Give back the line where "the white wall" appears and all the lines after it until the listing ends, unchanged and with nothing else.

◆ **Records for the task**
+++

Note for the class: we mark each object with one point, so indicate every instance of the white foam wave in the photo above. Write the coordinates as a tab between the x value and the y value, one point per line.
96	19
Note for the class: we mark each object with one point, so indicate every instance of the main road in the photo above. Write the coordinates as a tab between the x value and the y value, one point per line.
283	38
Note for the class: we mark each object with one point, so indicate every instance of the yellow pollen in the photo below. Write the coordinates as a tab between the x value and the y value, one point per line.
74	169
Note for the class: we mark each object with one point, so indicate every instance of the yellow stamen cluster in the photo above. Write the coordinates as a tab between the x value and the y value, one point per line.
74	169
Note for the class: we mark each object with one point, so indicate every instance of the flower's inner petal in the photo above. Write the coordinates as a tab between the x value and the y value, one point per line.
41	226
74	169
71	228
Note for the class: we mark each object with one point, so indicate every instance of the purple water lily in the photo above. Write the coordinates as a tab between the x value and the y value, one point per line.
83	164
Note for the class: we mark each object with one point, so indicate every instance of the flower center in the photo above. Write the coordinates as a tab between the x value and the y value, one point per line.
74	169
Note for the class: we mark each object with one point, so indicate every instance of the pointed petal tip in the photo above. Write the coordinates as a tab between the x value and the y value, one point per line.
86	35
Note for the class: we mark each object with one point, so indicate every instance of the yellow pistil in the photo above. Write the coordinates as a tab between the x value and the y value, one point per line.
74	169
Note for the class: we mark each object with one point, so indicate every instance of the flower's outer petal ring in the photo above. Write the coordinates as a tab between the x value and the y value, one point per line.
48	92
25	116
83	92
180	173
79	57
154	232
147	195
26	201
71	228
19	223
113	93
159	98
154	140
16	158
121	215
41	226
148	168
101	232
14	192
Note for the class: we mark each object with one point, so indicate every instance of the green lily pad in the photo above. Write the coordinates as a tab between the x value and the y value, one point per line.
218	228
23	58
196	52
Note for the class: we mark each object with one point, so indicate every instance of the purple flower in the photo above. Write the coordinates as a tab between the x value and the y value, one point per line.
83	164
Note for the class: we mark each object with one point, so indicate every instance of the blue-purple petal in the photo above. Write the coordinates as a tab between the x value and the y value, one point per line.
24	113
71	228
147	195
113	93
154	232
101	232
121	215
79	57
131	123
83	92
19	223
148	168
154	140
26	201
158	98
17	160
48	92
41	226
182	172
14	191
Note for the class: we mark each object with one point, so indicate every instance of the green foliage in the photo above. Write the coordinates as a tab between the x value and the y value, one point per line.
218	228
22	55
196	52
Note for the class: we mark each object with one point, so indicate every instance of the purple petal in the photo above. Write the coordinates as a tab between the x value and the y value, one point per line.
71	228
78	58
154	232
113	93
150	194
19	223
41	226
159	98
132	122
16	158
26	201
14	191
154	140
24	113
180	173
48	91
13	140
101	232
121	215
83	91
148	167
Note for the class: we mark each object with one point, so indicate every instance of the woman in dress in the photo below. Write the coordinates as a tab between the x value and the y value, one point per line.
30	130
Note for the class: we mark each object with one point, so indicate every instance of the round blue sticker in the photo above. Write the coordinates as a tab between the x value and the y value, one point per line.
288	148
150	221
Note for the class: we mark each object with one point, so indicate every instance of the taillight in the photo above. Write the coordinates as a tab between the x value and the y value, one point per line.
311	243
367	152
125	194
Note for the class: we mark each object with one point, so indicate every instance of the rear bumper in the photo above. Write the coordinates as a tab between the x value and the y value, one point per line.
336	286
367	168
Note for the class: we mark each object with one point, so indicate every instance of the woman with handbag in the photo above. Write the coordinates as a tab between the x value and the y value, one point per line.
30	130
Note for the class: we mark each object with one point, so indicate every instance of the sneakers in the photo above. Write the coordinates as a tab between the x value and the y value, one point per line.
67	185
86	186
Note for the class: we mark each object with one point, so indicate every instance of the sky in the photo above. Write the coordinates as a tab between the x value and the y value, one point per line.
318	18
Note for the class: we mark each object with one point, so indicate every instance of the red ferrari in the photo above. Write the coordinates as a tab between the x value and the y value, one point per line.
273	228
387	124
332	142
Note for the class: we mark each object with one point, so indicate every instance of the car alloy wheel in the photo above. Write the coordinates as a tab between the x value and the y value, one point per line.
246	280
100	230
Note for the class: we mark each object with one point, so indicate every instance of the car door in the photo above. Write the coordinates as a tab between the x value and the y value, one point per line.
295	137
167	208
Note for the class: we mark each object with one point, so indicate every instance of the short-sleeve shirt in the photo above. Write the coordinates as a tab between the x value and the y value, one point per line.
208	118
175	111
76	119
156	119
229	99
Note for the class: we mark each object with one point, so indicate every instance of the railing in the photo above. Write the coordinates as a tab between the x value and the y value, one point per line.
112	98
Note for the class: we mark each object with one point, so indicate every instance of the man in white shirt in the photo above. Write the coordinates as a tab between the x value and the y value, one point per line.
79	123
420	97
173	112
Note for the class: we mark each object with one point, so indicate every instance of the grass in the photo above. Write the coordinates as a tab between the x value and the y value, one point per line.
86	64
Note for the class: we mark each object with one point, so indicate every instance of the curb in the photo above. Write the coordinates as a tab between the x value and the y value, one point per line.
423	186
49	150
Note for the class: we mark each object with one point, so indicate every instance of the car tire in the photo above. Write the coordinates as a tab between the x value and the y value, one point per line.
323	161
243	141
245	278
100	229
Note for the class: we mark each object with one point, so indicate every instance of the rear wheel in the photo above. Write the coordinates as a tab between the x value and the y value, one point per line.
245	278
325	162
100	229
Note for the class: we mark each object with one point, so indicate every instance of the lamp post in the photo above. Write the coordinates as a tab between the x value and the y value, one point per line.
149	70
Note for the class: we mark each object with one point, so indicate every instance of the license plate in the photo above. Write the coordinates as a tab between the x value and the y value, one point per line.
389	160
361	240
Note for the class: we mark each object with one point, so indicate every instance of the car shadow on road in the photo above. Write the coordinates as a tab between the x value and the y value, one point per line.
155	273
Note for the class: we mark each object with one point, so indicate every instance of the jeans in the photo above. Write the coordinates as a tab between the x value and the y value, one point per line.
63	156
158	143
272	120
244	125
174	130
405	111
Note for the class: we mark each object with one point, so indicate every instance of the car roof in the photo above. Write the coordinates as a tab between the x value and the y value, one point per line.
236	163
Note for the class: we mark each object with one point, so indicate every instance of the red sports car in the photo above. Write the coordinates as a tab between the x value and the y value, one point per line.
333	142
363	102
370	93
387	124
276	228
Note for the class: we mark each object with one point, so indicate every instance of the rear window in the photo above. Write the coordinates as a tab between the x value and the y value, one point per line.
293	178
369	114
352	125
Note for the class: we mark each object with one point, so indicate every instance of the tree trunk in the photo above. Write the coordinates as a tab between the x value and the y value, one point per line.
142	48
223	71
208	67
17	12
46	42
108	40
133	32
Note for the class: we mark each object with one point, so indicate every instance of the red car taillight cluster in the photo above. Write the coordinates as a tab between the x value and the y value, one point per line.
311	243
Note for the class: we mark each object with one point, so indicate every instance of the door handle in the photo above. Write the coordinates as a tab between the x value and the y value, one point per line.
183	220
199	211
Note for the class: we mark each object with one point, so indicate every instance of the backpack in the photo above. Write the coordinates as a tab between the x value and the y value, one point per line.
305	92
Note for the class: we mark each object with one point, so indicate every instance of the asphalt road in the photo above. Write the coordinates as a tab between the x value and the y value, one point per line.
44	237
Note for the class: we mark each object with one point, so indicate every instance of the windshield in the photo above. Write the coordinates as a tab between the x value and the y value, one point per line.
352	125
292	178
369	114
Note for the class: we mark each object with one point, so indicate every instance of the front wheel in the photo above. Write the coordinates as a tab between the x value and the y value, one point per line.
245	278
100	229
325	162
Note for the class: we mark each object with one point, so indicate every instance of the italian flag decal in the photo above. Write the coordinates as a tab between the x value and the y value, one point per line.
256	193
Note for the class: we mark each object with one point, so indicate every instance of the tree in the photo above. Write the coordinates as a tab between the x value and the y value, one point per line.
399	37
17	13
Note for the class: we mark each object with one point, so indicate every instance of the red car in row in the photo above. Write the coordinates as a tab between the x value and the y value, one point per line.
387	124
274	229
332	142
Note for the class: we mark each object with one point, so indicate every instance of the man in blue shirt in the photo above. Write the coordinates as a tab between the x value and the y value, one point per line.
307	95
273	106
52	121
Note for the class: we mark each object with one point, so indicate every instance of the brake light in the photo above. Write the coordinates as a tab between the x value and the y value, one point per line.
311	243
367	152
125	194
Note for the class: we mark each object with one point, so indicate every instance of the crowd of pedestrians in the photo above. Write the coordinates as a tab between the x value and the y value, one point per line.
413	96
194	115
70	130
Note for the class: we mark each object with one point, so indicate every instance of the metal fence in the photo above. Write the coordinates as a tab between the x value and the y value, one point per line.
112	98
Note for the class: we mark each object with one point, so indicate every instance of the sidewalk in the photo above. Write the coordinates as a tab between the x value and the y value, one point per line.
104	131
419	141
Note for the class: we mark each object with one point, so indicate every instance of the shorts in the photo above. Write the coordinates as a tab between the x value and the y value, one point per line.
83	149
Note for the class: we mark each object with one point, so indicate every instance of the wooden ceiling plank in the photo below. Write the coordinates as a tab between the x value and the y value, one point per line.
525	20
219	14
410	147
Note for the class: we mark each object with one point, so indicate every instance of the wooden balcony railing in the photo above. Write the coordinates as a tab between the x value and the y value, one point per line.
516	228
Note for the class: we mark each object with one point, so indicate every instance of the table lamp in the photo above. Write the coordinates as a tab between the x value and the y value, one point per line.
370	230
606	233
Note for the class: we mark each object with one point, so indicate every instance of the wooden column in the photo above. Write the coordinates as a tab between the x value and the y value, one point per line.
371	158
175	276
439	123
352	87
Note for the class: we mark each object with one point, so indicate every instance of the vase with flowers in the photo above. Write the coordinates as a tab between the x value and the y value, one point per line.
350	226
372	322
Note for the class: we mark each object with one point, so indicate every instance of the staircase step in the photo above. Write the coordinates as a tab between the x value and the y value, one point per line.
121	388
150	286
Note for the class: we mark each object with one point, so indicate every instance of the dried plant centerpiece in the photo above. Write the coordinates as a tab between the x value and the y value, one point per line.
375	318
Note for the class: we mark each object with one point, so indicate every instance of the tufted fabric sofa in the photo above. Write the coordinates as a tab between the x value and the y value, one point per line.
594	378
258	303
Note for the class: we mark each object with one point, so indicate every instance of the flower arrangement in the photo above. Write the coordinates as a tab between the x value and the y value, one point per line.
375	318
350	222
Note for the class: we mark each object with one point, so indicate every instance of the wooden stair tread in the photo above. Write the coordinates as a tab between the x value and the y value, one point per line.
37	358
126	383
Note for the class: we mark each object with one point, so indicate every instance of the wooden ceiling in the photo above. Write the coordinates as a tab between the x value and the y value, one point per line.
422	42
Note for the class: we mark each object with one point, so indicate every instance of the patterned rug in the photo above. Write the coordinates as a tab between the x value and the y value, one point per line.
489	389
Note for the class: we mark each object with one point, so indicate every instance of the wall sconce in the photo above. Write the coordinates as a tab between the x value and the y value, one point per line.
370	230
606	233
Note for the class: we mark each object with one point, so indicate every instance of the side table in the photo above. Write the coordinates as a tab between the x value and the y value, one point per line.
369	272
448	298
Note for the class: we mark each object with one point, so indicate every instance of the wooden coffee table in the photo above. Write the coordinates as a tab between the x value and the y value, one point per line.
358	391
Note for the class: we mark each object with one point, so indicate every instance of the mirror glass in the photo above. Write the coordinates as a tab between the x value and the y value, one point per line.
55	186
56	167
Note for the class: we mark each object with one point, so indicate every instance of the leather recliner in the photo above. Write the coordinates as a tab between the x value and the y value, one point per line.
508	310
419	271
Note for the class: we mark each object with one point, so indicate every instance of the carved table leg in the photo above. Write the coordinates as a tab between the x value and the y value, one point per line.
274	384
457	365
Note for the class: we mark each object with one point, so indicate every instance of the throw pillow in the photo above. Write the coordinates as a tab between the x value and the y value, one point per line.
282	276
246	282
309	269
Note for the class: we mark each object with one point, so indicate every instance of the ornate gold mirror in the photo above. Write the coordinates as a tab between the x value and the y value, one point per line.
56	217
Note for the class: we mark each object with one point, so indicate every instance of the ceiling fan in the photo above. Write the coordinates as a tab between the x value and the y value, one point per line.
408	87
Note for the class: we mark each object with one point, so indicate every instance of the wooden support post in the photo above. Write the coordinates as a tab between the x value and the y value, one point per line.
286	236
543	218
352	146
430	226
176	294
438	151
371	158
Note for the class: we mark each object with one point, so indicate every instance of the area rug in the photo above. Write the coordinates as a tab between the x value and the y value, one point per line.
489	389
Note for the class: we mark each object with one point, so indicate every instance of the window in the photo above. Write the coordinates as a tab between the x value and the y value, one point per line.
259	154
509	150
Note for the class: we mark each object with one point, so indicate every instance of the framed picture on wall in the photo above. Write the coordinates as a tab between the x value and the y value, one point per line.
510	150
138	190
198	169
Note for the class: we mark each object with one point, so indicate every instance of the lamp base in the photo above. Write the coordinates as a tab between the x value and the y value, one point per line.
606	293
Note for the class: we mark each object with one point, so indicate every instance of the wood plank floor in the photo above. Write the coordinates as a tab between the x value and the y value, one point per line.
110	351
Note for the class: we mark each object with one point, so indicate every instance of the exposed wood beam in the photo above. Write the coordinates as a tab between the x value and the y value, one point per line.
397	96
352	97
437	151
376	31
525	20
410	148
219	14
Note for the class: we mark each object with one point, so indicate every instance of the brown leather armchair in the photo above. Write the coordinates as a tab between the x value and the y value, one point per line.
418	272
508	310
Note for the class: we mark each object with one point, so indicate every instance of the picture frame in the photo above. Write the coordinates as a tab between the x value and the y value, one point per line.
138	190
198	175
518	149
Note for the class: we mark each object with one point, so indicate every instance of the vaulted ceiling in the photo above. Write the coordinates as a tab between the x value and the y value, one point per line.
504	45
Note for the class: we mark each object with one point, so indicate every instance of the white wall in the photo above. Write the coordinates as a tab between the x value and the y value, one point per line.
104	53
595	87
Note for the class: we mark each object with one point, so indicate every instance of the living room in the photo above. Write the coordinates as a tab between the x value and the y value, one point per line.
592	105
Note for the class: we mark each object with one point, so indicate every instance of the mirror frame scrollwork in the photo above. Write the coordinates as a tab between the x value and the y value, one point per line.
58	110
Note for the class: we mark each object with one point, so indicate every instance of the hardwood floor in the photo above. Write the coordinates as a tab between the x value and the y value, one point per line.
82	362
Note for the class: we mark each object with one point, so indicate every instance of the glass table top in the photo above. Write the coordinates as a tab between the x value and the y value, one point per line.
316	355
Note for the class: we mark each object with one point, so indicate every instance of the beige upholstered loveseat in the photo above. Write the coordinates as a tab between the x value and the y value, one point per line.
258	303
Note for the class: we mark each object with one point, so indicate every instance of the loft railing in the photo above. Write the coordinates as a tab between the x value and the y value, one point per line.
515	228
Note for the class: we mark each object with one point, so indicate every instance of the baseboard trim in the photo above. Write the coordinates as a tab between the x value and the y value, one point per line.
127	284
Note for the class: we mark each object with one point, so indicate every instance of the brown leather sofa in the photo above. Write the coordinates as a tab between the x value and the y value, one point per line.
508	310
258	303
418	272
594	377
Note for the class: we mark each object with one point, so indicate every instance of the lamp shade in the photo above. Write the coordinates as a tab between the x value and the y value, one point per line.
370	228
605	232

+++

◆ **Finished task**
Note for the class: we mark each object with one point, so indicate every instance of the white wall in the photo above. Write the coordinates as a tab between the x value and the y value, one point per line.
104	53
595	87
Note for the class: we mark each object with one point, so indicate every instance of the living room in the photo above. Write the coordinates as a tab between the x value and the y value, one point per line.
592	105
Note for the class: we mark each object with one point, so indicate every instance of the mirror frame scrollwork in the photo above. Write the coordinates as a tab between the x value and the y value, one point per line.
58	110
Note for the class: we mark each object with one point, so indicate every instance of the hardwood floor in the photo above. Write the coordinates as a tab between the x value and the y value, one point per line.
82	362
Note for the class: we mark each object with one point, so indicate every instance of the glass table top in the photo above. Write the coordinates as a tab between the x value and the y value, one point per line.
316	355
Note for the class: we mark each object with one point, so indicate every instance of the beige upholstered loveseat in the photo above. Write the coordinates as a tab between the x value and the y value, one point per line.
258	303
Note for the class: we mark each object with one point, so indicate every instance of the loft railing in the photo above. Write the coordinates as a tab between the x value and the y value, one point per line.
515	228
Note for the class: we mark each object with one point, so indicate every instance of the baseboard trim in the photo above. Write the coordinates as a tab between the x value and the y value, one point per line.
127	284
Note for the class: we mark each object with one point, so indicate every instance of the brown leather sofa in the photo above. Write the coordinates as a tab between the x value and the y value, one point per line.
508	310
258	303
418	272
594	377
Note for the class: we mark each object with one point, so indicate every instance of the lamp shade in the photo above. Write the coordinates as a tab between the x value and the y value, one point per line.
370	228
605	232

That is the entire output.